=== SELECTED EXTRACT ===
_ _ _

So far, roughly 28,000 reporters, editors, photographers and even interns have personally felt the disorienting pain of this economic clampdown since the coronavirus, according to The New York Times. Some workers' salaries have been slashed by 10 to 20 percent — according to the latest data from the Bureau of Labor Statistics, the median pay for journalists is $43,490 annually, counter to perceptions that this is an inherently elite profession — even as thousands of freelancers (me included) have faced complete work losses from a growing number of organizations who used to rely on our work.

Newsrooms had already been tested in extraordinary ways since President Donald Trump entered the White House. But wrestling with how to cover a reality TV entertainer who peddles conspiracy theories is one thing; doing so in the midst of a global pandemic, the fear of which is driving ever-more conspiracy theories, with far fewer journalists than ever all but guarantees that readers will be subject to an onslaught of mis- and disinformation.

Accurate journalism isn’t just now more important now than ever; independent, close-to-home reporting has always — and will always — be a life-giving resource to communities, because information is foundational to modern life.

That’s why the founders enshrined a free press in the first constitutional amendment they penned. Yes, free speech is a right; but free speech alone doesn't do much on its own. Accurate data and free speech together are empowering, and actionable. Propaganda, however, is disempowering, because it is often crafted to uphold the designer's preferred outcome, rather than be good for the person who hears it.

Most people, however, don’t have time to research everything they hear or want to know on their own, which is why reporters work overtime regularly. Our job is — or should be — to find out what the average person can't or doesn't have time to discover, and give them that information.

News is also a business. But the business model itself was critically wounded by the internet and then social media even before news outlets were affected by the coronavirus. The truth is that now, journalism is beyond saving by capitalism alone.

Sure, there have been sparks of innovation, evidenced by web-only sites like Buzzfeed (which cut staff salaries for April and May) or even the new pay-to- view models deployed by the Times or the Wall Street Journal. But for local, legacy publications, it’s not that simple.

_ _ _

=== PROBLEMS TO SOLVE ===
1. Reproduce the journalism article word for word, from "Most people, however, don’t" up to and including "not that simple.".
2. Carry on the article about newsroom cuts during the coronavirus, picking up after its final sentence.

_ _ _

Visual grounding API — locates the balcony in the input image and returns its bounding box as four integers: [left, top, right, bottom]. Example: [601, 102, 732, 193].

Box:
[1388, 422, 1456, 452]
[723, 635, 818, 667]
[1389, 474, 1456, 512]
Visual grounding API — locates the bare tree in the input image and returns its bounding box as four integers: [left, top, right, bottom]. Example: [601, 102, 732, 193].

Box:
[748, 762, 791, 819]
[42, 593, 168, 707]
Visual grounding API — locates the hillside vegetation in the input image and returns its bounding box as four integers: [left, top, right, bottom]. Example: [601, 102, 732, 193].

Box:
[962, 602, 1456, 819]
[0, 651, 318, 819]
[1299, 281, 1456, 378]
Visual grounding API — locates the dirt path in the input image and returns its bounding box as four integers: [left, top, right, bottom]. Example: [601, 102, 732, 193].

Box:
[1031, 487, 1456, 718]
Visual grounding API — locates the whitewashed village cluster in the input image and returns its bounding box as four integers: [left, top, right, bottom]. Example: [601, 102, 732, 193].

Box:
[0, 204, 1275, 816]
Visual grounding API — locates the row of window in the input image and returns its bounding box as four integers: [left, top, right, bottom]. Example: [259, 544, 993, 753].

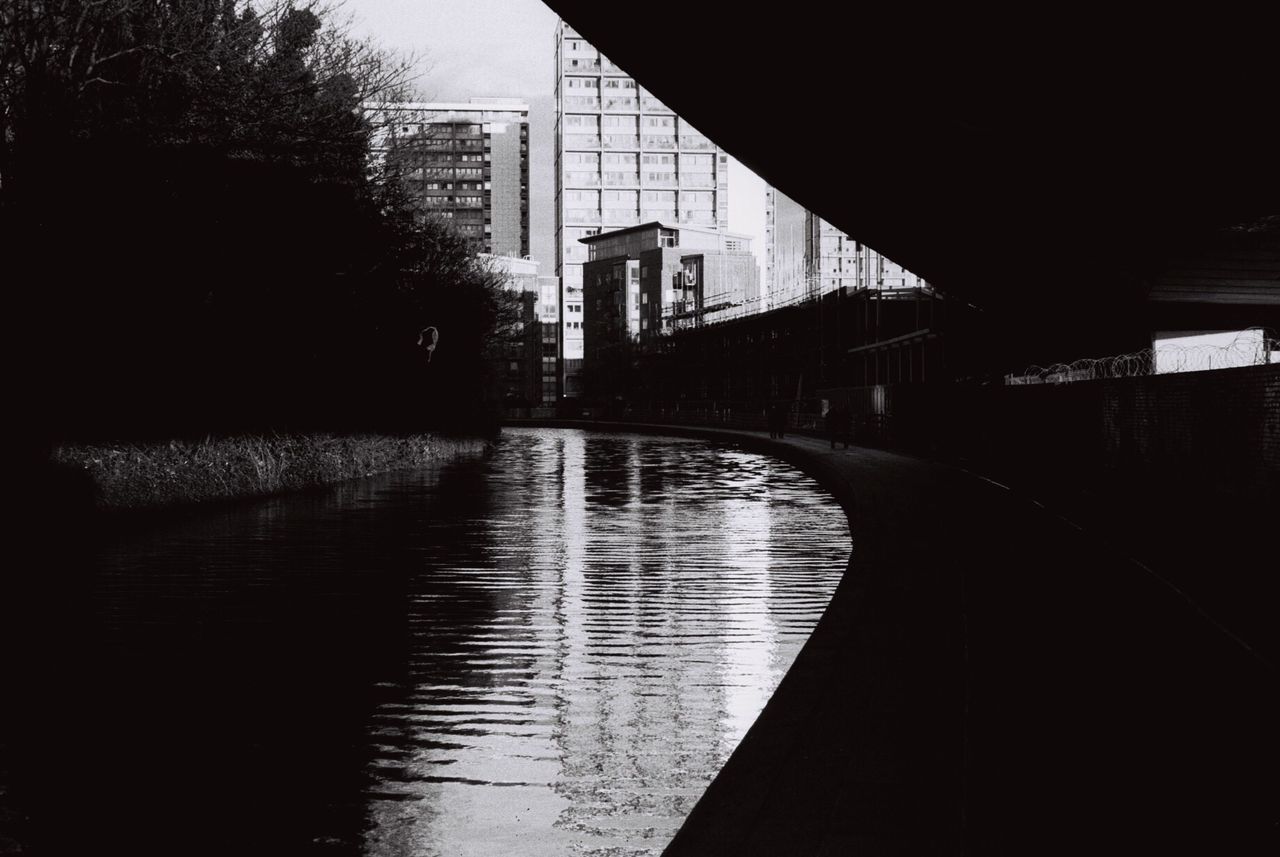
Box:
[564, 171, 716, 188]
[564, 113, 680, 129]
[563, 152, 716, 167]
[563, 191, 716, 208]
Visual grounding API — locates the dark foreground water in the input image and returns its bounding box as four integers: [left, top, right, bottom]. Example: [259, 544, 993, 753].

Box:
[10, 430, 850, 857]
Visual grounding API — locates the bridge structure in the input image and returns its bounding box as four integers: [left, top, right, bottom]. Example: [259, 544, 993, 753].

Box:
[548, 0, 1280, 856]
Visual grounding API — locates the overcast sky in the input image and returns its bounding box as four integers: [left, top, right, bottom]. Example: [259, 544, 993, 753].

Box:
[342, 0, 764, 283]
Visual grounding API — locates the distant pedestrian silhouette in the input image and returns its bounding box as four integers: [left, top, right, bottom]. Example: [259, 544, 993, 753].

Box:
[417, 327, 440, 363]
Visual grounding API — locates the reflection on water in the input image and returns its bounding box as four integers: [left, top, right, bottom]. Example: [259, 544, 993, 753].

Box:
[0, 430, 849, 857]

_ _ _

=== ANSWERS FOR THE TASKS ===
1.
Most people, however, don’t have time to research everything they hear or want to know on their own, which is why reporters work overtime regularly. Our job is — or should be — to find out what the average person can't or doesn't have time to discover, and give them that information.

News is also a business. But the business model itself was critically wounded by the internet and then social media even before news outlets were affected by the coronavirus. The truth is that now, journalism is beyond saving by capitalism alone.

Sure, there have been sparks of innovation, evidenced by web-only sites like Buzzfeed (which cut staff salaries for April and May) or even the new pay-to- view models deployed by the Times or the Wall Street Journal. But for local, legacy publications, it’s not that simple.

2.
In recent years, many local news outlets were bought by impersonal hedge funds — a move that amounted to the monetization of information. That has stifled Americans' access to local news, as those groups have stripped local news assets for profit and abandoned them. From the New York Daily News to the Chicago Sun Times, from the New Orleans Times-Picayune to the Los Angeles Times, hundreds of newspapers, both large and small, have been gobbled up by seemingly heartless companies that cared more about bonuses for executive than displaced reporters. They then either consolidated them, sold them off, shuttered them or folded them into a larger "news network" that pretends to be local, even if stories are shipped in by staff far away from the hearts of our communities.

But no one should sell a local paper for profit — not when those local publications are as essential as highways and sewer systems to the people who live there.

This democracy needs solid local reporting to survive — and in the midst of this global pandemic, it’s time for our billionaire class to step up and sacrifice a smidgeon of the vast wealth they’ve accumulated (often on the backs of the local communities) to support the real information infrastructure we will need to move forward.

Yes, we can read and support our local publications, but everyone is cash strapped these days. It’s time for some of the nation’s wealthiest to quietly — with literally no fanfare and not even the glint of a dollar sign in their eyes — prop up the news outlets that provide the mental nourishment this nation so desperately needs.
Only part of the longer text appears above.